***** MATERIAL PROVIDED *****

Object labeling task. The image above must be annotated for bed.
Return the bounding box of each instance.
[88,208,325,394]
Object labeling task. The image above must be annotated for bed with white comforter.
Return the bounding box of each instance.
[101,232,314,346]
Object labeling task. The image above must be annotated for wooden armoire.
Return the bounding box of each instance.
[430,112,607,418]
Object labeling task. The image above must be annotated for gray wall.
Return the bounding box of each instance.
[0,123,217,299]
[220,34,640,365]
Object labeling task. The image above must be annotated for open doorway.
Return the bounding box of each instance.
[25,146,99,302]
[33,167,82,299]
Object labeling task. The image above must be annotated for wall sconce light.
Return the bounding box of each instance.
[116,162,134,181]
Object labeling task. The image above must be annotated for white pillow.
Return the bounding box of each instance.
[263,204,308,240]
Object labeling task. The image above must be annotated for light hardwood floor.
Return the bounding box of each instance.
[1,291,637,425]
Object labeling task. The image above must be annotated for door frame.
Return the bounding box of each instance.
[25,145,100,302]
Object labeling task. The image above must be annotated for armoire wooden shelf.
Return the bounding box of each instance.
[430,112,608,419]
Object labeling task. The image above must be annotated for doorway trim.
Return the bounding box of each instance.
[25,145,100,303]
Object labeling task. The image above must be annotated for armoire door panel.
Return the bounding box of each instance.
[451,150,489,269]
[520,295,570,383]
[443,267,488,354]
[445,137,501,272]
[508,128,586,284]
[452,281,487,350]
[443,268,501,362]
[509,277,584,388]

*****

Every line from the one that holds "light hardwood floor." to the end of the data above should be given again exactly, with that line and the last one both kept.

Object labeling task. The image above must be annotated for light hardwood floor.
Return the bounding box of each instance.
[1,291,637,425]
Object labeling task. The image above must be annotated for door frame.
Return the bounding box of each instance.
[25,145,100,302]
Object labeling task. The image above must be annotated for armoire wooden shelf.
Return the bounding box of each instance.
[430,112,608,419]
Object labeling task. The image above must be annotated for doorway trim.
Return the bounding box of each instance.
[25,145,100,303]
Object labeling task. The image above must be annotated for armoire door panel.
Return the bounding box of each instance.
[451,150,489,269]
[520,295,570,383]
[443,267,488,354]
[445,137,501,272]
[508,128,586,284]
[452,281,487,350]
[443,268,501,362]
[509,277,584,388]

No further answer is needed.